* _ESERCIZI DA SVOLGERE_
- 1) Nel testo sul sincretismo, come viene inteso il sincretismo dopo la rassegna delle sue diverse nozioni?
- 2) Riscrivi in forma più breve il paragrafo del testo sul sincretismo che comincia con «Passate in rassegna le diverse nozioni», conservandone i fatti principali.
- 3) Riprendi il testo sul sincretismo e proseguilo a partire dalla frase che segue l'ultima citazione.

++++ ESTRATTO DEL DOCUMENTO

Passate in rassegna le diverse nozioni di sincretismo, ricalcate sui diversi modi in cui due culture o religioni entrano in contatto e reagiscono (addizione, accomodamento, mescolanza, concordismo, traduzione), lo si prende come fenomeno di rifusione: «una religione si apre alle differenti espressioni religiose, le assimila, le reinterpreta, le rifonde a partire dai criteri della sua propria identità» (158). In sintonia col saggio precedente, s’illustra la straordinaria attitudine del cristianesimo al “sincretico”, all’assunzione cioè e alla rifusione delle culture religiose: da quella ebraica a quella greco-latina, a quella germanica ecc. L’analisi porta ad asserire l’universalità della salvezza nelle molteplicità delle sue realizzazioni storiche e geografiche, la distinzione tra fede e religione (la prima s’incarna, assume, purifica e giudica la seconda), la cattolicità come identità nella pluralità. «Appartiene alla cattolicità della chiesa di potersi incarnare, senza perdere la sua identità, nelle differenti culture. Essere cattolico non significa espandere il sistema ecclesiastico, ma poter vivere e testimoniare la stessa fede in Gesù Cristo salvatore e liberatore dall’interno di una cultura determinata» (169).

++++++++
++++ DATI DELL'ESERCIZIO

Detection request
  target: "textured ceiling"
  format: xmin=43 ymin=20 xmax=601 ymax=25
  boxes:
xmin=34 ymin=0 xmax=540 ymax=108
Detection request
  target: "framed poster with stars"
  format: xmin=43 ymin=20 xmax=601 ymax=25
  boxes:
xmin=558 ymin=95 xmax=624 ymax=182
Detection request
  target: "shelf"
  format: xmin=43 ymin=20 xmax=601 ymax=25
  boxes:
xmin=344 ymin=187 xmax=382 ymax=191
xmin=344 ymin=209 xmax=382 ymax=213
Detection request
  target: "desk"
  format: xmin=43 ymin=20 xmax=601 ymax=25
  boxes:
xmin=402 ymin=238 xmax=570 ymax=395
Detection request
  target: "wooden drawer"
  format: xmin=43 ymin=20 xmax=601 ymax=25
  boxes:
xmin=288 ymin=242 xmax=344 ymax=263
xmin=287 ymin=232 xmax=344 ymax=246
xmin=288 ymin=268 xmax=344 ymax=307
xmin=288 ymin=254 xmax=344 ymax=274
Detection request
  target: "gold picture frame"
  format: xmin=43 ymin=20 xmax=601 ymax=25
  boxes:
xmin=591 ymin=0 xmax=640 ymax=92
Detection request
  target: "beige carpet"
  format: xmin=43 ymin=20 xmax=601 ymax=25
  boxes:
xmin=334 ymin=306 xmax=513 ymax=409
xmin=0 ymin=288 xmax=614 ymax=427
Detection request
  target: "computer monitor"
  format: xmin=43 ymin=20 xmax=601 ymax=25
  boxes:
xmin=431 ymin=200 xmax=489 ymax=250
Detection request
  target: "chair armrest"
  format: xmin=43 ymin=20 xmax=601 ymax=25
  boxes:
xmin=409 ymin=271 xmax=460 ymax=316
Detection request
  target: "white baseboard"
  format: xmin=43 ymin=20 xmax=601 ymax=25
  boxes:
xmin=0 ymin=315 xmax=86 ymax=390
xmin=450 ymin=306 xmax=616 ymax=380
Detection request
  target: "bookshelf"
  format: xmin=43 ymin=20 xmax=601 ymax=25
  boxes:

++++++++

* _SOLUZIONI_
- 1) Come fenomeno di rifusione.

- 2) Esaminate le varie nozioni di sincretismo (addizione, accomodamento, mescolanza, concordismo, traduzione), il sincretismo è inteso come rifusione: una religione si apre ad altre espressioni religiose, le assimila, le reinterpreta e le rifonde secondo i criteri della propria identità. Il cristianesimo mostra una spiccata attitudine in questo senso, avendo assunto e rifuso le culture religiose ebraica, greco-latina, germanica e altre. L'analisi ne ricava tre punti. Il primo è l'universalità della salvezza nelle sue molteplici realizzazioni storiche e geografiche. Il secondo è la distinzione tra fede e religione: la fede s'incarna nella religione, la assume, la purifica e la giudica. Il terzo è la cattolicità come identità nella pluralità, cioè la capacità della chiesa di incarnarsi nelle diverse culture senza perdere la propria identità, vivendo e testimoniando la stessa fede in Gesù Cristo dall'interno di una cultura determinata.

- 3)
Sopraffatte dal cattolicesimo coloniale, in Brasile vivono tradizioni religiose indigene e africane che reclamano il proprio diritto di offrire mediazione alla fede cristiana in un arricchimento della cattolicità nel cattolicesimo (171, 175, 180). Due criteri per discernere la legittímità cristiana del «sincretismo»: a) il culto dello Spirito non del rito (superamento dell’idolatria); b) la conversione etica e l’apertura verso il prossimo: «la violazione del diritto sacro dell’uomo include la violazione del diritto sacrosanto di Dio» (181). «Da qui si comprende come il futuro del cristianesimo in Brasile si trovi subordinato alla sua capacità più o meno grande di formulare un nuovo sincretísmo. La sua attuale espressione culturale, nei quadri della cultura greco-romano-germaníca, appartiene alla gloria del passato. E tutto sta a indicare che essa sarà definievamente superata dalla nuova cultura che sta affiorando tra noi» (182).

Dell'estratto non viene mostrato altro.